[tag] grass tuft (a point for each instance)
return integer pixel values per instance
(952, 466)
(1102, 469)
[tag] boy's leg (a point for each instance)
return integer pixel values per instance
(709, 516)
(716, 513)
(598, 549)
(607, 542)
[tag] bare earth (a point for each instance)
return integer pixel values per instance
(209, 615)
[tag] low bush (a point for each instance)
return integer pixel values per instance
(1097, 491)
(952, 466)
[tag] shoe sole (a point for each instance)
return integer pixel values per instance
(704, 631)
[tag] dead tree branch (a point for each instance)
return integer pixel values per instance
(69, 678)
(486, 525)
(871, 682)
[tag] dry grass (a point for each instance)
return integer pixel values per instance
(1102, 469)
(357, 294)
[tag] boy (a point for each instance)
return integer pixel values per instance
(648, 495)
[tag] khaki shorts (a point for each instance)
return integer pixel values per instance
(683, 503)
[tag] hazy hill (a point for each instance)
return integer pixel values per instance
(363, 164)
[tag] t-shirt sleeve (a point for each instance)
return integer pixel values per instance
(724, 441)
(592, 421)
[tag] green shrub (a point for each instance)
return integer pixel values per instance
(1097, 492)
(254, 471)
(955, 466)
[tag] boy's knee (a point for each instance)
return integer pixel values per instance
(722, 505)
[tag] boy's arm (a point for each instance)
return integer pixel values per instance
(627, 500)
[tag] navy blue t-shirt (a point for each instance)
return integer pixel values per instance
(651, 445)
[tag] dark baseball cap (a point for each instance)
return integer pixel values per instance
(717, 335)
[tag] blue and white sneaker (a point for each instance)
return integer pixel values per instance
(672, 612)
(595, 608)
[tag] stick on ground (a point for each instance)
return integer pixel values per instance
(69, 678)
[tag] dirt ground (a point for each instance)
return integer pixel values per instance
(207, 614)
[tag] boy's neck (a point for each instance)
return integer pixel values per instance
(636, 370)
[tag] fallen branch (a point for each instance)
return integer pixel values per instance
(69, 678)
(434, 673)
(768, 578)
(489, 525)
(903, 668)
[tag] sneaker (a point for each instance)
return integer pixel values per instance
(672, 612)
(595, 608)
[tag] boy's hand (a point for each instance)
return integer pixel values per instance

+ + + + +

WHAT TO WORK ON: Put every one of the lines above into a Markdown table with the columns "No." and "Line", numbering the rows in order and omitting blank lines.

RESPONSE:
| No. | Line |
|---|---|
| 1 | [tag] grass tuft (a point for each instance) |
| 2 | return integer pixel values per instance |
| 3 | (952, 466) |
| 4 | (1102, 469) |
| 5 | [tag] boy's leg (a point for each instance) |
| 6 | return integer pixel values per instance |
| 7 | (709, 516) |
| 8 | (716, 513) |
| 9 | (598, 549) |
| 10 | (607, 542) |
| 11 | [tag] bare earth (a point for each instance) |
| 12 | return integer pixel values per instance |
| 13 | (209, 615) |
| 14 | [tag] low bush (a point for each instance) |
| 15 | return integer pixel values per instance |
| 16 | (1097, 491) |
| 17 | (952, 466) |
| 18 | [tag] shoe sole (a point for each instance) |
| 19 | return integer pixel values per instance |
| 20 | (704, 631) |
| 21 | [tag] dead tree branch (a point for each instance) |
| 22 | return integer pixel values per instance |
| 23 | (69, 678) |
| 24 | (486, 525) |
| 25 | (871, 682) |
| 26 | [tag] dry grass (a point for each instance) |
| 27 | return integer pixel values per instance |
| 28 | (1102, 469) |
| 29 | (357, 294) |
| 30 | [tag] boy (a point for each instance) |
| 31 | return integer pixel values per instance |
| 32 | (648, 495) |
| 33 | [tag] khaki shorts (a point for each instance) |
| 34 | return integer pixel values per instance |
| 35 | (683, 503) |
| 36 | [tag] hazy hill (a point for each instance) |
| 37 | return integer pixel values per instance |
| 38 | (363, 164) |
| 39 | [tag] t-shirt sleeve (a point for each instance) |
| 40 | return integer pixel values per instance |
| 41 | (724, 441) |
| 42 | (592, 421) |
| 43 | [tag] green shrub (a point for each instance) |
| 44 | return integer pixel values per instance |
| 45 | (1097, 492) |
| 46 | (254, 471) |
| 47 | (955, 466) |
| 48 | [tag] boy's knee (a point for each instance) |
| 49 | return integer pixel values per instance |
| 50 | (722, 505) |
| 51 | [tag] boy's arm (a point for each instance) |
| 52 | return integer pixel values per instance |
| 53 | (627, 500) |
| 54 | [tag] navy blue t-shirt (a point for each instance) |
| 55 | return integer pixel values per instance |
| 56 | (651, 445) |
| 57 | [tag] dark baseball cap (a point for each instance) |
| 58 | return integer pixel values per instance |
| 59 | (717, 335) |
| 60 | [tag] blue and white sneaker (a point for each instance) |
| 61 | return integer pixel values per instance |
| 62 | (672, 612) |
| 63 | (595, 608) |
| 64 | [tag] stick on ground (a point for each instance) |
| 65 | return integer pixel values per instance |
| 66 | (69, 678) |
| 67 | [tag] dirt ground (a point for each instance) |
| 68 | return integer pixel values per instance |
| 69 | (207, 614) |
| 70 | [tag] boy's neck (a point for each instance) |
| 71 | return integer pixel values per instance |
| 72 | (636, 370) |
| 73 | [tag] fallen branch (a point for each instance) |
| 74 | return integer pixel values per instance |
| 75 | (69, 678) |
| 76 | (434, 673) |
| 77 | (768, 578) |
| 78 | (489, 525) |
| 79 | (903, 668) |
| 80 | [tag] sneaker (a point for each instance) |
| 81 | return integer pixel values per instance |
| 82 | (672, 612) |
| 83 | (595, 608) |
| 84 | [tag] boy's hand (a point for each instance) |
| 85 | return integer pixel values per instance |